● Extracted records:
+ + +

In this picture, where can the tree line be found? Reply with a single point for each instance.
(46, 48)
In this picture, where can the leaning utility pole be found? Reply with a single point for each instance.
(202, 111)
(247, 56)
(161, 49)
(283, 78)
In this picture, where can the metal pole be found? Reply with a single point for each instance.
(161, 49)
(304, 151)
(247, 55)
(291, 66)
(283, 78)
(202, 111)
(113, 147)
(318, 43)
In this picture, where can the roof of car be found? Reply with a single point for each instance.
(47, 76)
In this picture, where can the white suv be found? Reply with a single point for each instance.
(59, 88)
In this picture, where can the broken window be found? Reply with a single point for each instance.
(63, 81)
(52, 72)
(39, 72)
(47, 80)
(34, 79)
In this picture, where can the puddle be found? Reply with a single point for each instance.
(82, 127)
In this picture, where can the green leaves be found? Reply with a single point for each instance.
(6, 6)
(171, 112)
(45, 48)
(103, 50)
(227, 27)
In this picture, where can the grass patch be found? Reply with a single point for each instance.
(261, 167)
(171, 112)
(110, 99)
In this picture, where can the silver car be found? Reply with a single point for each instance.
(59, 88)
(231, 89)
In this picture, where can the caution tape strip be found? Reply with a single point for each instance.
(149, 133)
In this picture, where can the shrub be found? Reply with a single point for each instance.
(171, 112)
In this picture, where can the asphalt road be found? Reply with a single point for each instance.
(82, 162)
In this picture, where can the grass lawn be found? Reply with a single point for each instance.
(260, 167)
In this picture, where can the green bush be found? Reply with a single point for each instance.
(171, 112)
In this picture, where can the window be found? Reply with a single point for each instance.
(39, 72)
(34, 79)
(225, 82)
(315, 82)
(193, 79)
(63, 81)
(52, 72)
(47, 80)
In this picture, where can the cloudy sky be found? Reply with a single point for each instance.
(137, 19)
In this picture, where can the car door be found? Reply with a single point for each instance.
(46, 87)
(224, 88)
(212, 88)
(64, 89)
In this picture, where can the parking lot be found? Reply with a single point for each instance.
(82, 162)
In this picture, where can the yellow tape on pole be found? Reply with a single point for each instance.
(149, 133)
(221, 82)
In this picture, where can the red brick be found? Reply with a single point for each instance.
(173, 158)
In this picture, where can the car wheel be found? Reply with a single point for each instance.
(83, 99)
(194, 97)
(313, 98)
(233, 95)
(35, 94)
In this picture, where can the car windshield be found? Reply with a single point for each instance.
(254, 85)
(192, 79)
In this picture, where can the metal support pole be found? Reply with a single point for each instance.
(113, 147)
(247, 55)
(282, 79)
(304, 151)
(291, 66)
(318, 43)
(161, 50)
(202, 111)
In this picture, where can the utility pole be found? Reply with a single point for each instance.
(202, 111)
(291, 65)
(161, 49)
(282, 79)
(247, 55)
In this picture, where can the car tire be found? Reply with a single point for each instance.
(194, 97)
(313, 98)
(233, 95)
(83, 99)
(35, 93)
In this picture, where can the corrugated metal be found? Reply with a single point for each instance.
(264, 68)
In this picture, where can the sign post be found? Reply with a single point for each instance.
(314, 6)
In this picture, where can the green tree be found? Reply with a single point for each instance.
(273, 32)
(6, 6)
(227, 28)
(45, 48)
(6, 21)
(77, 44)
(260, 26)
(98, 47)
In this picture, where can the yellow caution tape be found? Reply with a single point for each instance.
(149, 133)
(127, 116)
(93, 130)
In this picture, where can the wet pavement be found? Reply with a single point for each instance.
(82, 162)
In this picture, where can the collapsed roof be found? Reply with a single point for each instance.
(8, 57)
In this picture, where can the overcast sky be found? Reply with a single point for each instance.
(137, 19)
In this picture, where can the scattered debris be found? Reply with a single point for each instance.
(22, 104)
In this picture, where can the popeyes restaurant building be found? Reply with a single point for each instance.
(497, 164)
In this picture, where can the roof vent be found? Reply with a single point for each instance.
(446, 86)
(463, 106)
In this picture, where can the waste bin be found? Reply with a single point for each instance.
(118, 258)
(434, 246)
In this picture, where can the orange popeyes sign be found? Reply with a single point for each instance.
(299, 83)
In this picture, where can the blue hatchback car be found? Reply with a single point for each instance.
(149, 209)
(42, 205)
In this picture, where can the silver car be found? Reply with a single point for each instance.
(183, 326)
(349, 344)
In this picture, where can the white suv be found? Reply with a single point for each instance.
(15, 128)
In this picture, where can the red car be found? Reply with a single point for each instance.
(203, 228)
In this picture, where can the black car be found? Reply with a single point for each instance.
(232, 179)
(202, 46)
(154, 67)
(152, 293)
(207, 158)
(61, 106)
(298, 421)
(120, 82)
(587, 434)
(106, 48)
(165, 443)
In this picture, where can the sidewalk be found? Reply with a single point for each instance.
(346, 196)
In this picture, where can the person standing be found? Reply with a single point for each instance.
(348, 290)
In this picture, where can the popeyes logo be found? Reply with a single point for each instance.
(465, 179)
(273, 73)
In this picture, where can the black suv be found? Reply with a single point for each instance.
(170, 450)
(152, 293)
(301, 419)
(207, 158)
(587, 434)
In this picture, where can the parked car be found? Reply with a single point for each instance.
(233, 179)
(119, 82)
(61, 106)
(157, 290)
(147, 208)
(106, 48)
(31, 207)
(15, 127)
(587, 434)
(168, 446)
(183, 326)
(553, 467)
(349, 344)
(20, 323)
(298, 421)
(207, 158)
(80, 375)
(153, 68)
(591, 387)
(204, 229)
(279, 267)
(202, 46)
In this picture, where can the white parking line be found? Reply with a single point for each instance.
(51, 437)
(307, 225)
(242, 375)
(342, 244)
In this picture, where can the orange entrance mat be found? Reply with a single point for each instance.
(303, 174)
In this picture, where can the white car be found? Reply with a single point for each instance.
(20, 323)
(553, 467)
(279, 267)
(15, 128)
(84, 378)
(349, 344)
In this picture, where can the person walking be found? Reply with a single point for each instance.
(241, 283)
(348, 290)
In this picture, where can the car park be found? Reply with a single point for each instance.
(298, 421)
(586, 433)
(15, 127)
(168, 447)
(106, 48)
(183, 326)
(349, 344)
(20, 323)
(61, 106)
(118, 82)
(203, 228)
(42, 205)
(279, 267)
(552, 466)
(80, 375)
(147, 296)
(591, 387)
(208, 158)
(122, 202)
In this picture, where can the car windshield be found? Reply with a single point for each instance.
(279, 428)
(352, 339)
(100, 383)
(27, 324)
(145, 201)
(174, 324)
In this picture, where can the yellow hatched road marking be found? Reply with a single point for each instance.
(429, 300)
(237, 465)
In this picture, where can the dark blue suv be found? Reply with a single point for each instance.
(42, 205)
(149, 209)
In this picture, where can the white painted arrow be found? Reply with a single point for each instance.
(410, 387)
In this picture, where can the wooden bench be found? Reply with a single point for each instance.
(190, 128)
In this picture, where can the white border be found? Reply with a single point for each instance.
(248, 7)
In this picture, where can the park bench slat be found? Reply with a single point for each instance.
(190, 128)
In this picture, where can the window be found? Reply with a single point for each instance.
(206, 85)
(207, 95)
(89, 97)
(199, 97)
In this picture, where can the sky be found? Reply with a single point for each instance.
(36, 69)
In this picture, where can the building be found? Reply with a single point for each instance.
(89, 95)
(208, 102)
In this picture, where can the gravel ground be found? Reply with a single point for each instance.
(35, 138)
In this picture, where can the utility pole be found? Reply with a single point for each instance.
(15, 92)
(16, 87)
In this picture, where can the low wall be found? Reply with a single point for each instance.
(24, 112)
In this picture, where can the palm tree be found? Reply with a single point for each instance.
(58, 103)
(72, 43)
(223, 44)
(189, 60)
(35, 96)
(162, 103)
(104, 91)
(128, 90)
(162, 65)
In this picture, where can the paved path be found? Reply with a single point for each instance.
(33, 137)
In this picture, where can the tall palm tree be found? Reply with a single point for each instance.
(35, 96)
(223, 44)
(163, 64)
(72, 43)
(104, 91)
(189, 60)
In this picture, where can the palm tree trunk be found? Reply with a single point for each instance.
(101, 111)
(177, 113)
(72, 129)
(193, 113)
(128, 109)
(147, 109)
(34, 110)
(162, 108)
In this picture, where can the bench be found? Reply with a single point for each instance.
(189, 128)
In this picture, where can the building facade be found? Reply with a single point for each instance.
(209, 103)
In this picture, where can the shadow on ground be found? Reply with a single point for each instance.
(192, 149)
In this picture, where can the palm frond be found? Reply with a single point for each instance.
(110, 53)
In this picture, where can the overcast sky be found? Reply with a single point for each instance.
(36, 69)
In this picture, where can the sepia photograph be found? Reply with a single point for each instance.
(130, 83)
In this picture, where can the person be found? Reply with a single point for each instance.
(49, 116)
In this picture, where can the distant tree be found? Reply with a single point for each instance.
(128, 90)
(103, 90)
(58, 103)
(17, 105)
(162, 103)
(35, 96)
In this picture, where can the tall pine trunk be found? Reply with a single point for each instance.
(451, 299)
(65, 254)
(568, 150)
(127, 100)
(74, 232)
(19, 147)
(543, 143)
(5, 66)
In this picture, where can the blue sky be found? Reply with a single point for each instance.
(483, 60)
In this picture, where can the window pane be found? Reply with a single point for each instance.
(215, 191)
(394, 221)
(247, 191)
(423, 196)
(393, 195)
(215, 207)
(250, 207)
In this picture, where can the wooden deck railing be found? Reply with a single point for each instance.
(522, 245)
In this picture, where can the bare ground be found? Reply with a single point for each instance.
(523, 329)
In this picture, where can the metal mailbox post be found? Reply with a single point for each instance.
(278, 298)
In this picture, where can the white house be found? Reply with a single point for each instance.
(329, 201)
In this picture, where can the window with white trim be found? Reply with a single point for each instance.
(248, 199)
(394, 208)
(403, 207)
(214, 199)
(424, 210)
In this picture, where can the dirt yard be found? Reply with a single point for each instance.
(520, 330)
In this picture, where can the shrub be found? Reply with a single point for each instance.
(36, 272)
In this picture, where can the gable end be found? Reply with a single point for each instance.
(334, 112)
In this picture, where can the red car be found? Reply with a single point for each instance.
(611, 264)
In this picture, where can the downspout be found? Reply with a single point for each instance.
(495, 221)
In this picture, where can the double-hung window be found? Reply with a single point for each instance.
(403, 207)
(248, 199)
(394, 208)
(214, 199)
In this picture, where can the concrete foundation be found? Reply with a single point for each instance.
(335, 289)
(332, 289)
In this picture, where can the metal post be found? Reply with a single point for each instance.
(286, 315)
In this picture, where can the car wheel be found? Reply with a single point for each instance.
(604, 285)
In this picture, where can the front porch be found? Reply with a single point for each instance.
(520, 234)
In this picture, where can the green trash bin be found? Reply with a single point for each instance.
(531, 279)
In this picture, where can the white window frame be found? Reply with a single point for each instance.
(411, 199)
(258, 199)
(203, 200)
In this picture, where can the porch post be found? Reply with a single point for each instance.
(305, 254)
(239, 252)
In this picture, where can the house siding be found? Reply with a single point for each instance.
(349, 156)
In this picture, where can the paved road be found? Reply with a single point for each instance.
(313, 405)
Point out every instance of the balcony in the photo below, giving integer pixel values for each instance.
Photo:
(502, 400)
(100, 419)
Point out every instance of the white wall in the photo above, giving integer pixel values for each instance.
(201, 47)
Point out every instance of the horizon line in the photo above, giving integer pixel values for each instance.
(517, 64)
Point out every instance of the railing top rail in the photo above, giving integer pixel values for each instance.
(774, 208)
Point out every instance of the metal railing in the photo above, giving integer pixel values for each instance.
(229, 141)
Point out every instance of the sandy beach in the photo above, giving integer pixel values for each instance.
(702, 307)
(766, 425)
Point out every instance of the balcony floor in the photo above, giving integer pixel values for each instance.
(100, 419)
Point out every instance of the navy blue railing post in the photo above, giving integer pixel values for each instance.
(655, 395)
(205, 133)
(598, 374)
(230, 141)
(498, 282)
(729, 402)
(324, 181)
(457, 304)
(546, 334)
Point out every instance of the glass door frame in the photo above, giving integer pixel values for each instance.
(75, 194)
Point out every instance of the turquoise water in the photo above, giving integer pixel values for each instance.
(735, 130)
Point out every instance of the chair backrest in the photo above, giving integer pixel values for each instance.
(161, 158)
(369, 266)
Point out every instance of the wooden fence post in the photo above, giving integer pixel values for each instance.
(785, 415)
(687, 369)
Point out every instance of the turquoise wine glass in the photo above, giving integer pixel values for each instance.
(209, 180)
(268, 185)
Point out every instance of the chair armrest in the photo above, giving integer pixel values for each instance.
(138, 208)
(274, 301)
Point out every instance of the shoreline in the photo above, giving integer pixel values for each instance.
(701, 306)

+ + +

● Directions: Transcribe, without alteration, the line that contains "Point out every instance of the glass" together with all lines after it in the listing above.

● Solution for this problem:
Point out every instance of the glass door frame in the photo above, giving integer pixel values for each instance.
(75, 194)
Point out every instance of the turquoise water in the photo above, giving integer pixel values for each instance.
(735, 130)
Point out every instance of the chair backrest in the photo above, giving integer pixel values for each instance.
(161, 158)
(369, 266)
Point out every instance of the wooden fence post in the photo above, giving integer pixel values for each instance.
(785, 415)
(687, 369)
Point out every instance of the turquoise wine glass in the photo above, giving integer pixel values for each instance.
(209, 180)
(268, 185)
Point out every instance of the chair armrest in the photo above, giving integer pixel values for each instance.
(138, 208)
(274, 301)
Point out every instance of the shoreline in the photo above, giving integer pixel values for each instance.
(701, 306)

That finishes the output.